— EXTRACTED DATA —
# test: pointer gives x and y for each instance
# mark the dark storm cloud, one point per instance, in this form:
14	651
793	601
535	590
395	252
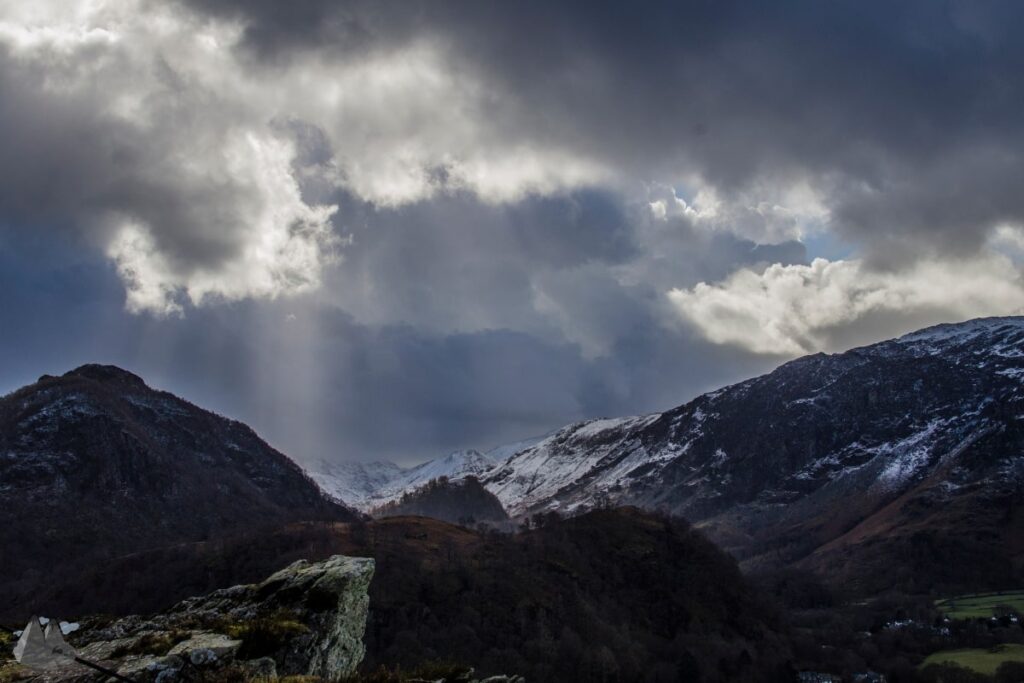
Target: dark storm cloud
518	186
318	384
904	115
...
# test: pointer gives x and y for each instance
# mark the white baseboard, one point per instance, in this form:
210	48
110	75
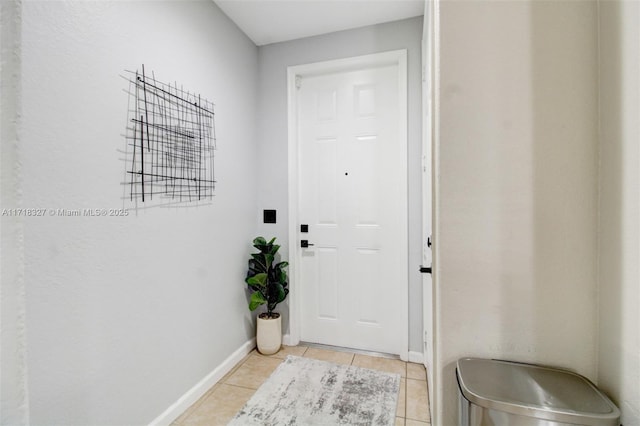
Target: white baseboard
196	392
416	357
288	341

— SHORT EXERCISE —
How many of the lines above contain the string "storm" with the same capitalization? Give only the number.

— WRITTEN REPLY —
2